* Source text *
The architecture of the Babylonians seems to have culminated in the Temple. While their palaces, their bridges, their walls, even their private houses were remarkable, their grandest works, their most elaborate efforts, were dedicated to the honor and service, not of man, but of God. The Temple takes in Babylonia the same sort of rank which it has in Egypt and in Greece. It is not, as in Assyria, a mere adjunct of the palace. It stands by itself, in proud independence, as the great building of a city, or a part of a city; it is, if not absolutely larger, at any rate loftier and more conspicuous than any other edifice: it often boasts a magnificent adornment: the value of the offerings which are deposited in it is enormous: in every respect it rivals the palace, while in some it has a decided preeminence. It draws all eyes by its superior height and sometimes by its costly ornamentation; it inspires awe by the religious associations which belong to it; finally, it is a stronghold as well as a place of worship, and may furnish a refuge to thousands in the time of danger.
A Babylonian temple seems to have stood commonly within a walled enclosure. In the case of the great temple of Belus at Babylon, the enclosure is said to have been a square of two stades each way, or, in other words, to have contained an area of thirty acres. The temple itself ordinarily consisted of two parts. Its most essential feature was a ziggurat, or tower, which was either square, or at any rate rectangular, and built in stages, the smallest number of such stages being two, and the largest known number seven. At the summit of the tower was probably in every case a shrine, or chapel, of greater or less size, containing altars and images. The ascent to this was on the outside of the towers, which were entirely solid; and it generally wound round the different faces of the towers, ascending them either by means of steps or by an inclined plane. Special care was taken with regard to the emplacement of the tower, either its sides or its angles being made exactly to confront the cardinal points. It is said that the temple-towers were used not merely for religious purposes but also as observatories, a use with a view to which this arrangement of their position would have been serviceable.

* Information supplied *
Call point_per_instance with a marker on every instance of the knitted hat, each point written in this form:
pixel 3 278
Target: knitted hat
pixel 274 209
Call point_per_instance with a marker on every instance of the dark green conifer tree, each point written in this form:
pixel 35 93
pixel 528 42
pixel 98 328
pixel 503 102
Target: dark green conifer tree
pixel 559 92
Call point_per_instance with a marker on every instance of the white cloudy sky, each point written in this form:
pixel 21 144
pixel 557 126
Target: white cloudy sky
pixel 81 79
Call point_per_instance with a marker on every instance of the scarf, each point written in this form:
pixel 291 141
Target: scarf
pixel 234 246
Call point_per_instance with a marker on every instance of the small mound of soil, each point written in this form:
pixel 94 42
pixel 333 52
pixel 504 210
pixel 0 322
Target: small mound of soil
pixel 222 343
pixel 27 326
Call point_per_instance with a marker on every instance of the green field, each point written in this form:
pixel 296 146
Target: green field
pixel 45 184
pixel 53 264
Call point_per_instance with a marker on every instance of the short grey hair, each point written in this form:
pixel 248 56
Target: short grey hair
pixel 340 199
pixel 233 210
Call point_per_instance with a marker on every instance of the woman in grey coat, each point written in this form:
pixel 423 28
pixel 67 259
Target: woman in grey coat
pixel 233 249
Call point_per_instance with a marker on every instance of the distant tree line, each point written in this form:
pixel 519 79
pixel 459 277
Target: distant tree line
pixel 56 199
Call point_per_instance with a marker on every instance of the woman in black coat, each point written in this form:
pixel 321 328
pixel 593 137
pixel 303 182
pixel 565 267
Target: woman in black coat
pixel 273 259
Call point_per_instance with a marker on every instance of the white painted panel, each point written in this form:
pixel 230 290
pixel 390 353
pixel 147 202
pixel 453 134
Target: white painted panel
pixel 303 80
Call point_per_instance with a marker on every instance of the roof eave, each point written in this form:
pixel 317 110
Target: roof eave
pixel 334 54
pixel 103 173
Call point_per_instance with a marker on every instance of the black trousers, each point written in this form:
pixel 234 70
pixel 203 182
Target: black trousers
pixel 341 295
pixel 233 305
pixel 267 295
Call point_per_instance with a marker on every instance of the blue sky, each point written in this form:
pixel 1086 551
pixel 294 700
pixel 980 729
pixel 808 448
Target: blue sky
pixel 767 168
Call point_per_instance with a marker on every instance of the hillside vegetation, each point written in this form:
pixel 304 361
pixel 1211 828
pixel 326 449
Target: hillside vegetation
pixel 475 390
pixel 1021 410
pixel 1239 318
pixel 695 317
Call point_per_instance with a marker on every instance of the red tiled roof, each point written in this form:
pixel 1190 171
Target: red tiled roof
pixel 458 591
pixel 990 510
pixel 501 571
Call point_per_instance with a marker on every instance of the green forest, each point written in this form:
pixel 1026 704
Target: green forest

* What this task involves *
In the text on Babylonian temples, which Babylonian works besides the Temple are called remarkable?

* Task answer *
Palaces, bridges, walls, and private houses.